**Task goal**
Please print the whole of the listing that follows exactly.

**Dataset entries**
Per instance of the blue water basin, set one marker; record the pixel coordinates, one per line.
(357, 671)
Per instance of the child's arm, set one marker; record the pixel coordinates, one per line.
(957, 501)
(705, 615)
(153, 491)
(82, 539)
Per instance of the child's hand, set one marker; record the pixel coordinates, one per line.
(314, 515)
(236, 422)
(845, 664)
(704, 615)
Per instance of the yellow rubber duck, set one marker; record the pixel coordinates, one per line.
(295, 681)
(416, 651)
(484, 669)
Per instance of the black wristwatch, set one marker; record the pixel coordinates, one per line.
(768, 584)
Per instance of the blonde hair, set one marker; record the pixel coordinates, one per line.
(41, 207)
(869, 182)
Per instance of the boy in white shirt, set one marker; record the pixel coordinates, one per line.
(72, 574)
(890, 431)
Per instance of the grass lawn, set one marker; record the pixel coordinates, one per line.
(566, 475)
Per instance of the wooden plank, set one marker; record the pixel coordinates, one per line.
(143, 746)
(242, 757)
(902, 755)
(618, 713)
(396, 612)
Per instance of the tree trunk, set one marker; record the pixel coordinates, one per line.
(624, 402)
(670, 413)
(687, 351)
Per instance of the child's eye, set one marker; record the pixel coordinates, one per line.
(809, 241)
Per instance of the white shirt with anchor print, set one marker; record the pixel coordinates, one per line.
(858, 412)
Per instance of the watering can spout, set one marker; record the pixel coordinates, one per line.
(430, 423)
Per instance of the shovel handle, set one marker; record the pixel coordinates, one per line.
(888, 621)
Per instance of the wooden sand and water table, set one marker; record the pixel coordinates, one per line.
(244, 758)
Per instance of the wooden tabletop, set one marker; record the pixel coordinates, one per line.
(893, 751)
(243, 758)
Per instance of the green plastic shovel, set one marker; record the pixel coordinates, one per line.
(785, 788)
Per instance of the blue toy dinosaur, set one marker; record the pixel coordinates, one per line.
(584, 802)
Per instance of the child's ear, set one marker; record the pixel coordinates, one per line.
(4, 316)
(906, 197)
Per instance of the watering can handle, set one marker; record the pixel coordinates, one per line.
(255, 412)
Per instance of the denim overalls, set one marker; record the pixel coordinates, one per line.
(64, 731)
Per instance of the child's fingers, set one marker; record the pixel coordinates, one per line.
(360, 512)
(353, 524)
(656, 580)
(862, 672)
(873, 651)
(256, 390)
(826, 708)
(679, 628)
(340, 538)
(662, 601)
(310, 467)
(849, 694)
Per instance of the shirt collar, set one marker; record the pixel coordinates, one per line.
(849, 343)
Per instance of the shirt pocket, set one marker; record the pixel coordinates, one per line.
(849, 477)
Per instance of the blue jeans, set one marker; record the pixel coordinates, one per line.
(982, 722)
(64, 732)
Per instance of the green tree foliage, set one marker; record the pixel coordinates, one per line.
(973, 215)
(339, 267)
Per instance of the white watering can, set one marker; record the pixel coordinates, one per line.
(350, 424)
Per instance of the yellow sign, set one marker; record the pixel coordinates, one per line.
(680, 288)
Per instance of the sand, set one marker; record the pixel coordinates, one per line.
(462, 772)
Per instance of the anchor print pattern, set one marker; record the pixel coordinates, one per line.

**Answer space**
Per instance of the blue water basin, set one marker; record the pixel coordinates, one per line.
(357, 671)
Per instance of the child's arm, set one marker; record the pixel coordinates, one per line.
(957, 501)
(705, 615)
(153, 491)
(82, 539)
Per instance of the child's hand, set one marker; record the pixel coordinates, one per line.
(314, 515)
(236, 422)
(845, 664)
(704, 615)
Per instance of the yellow rubber duck, set one marker; record the pixel coordinates, one per line.
(295, 681)
(416, 651)
(484, 669)
Per instance of the black wristwatch, set one marker; record the pixel coordinates, one per line.
(768, 584)
Per instance of the blonde hair, set one marker; record the pixel coordinates, one per line.
(41, 207)
(869, 182)
Per instance of the boy in white shirt, set one marker; record the pixel coordinates, one per line.
(72, 574)
(890, 431)
Per instance of the grass lawn, set one marker; record the pixel coordinates, one per line.
(566, 475)
Per instance of the wooden plank, set one marker; record the pixel coordinates, one per line.
(143, 746)
(242, 757)
(902, 755)
(618, 713)
(396, 612)
Per instance of the tree trunk, set one marker; record the pixel coordinates, one per line.
(624, 402)
(670, 413)
(687, 351)
Per instance of the child's eye, set one marker; record the pixel coordinates, one per line.
(809, 241)
Per instance of the white shirt with anchor print, set one marker; record the pixel coordinates, one per line.
(858, 412)
Per instance of the watering can spout, set one marker; record the pixel coordinates, one per line.
(430, 423)
Per instance of the shovel handle, set one marker; record the pixel coordinates, one per line.
(888, 621)
Per instance of the wooden sand and water table, set one marker; record the pixel coordinates, one per line.
(244, 758)
Per instance of the wooden tabletop, set one marker; record the pixel coordinates, one per line.
(893, 751)
(243, 758)
Per instance of the green plastic shovel, set one marker; record the pixel coordinates, one per line.
(785, 788)
Per instance of the blue toy dinosaur, set one marker; record the pixel coordinates, one per line.
(584, 802)
Per instance of the child's ear, set one marker; record the pixel coordinates, one per line.
(4, 316)
(906, 197)
Per instance of the watering can handle, set one marker; record the pixel coordinates, one per line.
(255, 412)
Per instance of the denim overalls, set one marker; record the pixel coordinates, one per line.
(64, 731)
Per instance of the child's fingers, set one marker; record the pixel coordinates, one per line.
(360, 512)
(353, 524)
(656, 580)
(862, 672)
(873, 651)
(256, 390)
(826, 708)
(679, 628)
(340, 538)
(662, 601)
(310, 467)
(849, 694)
Per instance of the shirt collar, set one marker; record the pixel coordinates, one per line.
(849, 343)
Per instance of the shirt pocket, set one marker; record the pixel coordinates, one per line.
(849, 477)
Per instance of the blue jeans, set one marker; record the pixel coordinates, one per line.
(982, 722)
(64, 732)
Per instance of the green tree foliage, set one marker; record the pixel coordinates, one per line.
(973, 215)
(339, 267)
Per instance of the white watering can, set one marker; record the pixel coordinates, one per line.
(350, 424)
Per instance of the yellow sign, set one marker; record the pixel coordinates, one per line.
(680, 288)
Per instance of the sand, set one marker; record the pixel coordinates, one per line.
(462, 772)
Per instance of the anchor print pattern, set one marker; record the pixel coordinates, one per line.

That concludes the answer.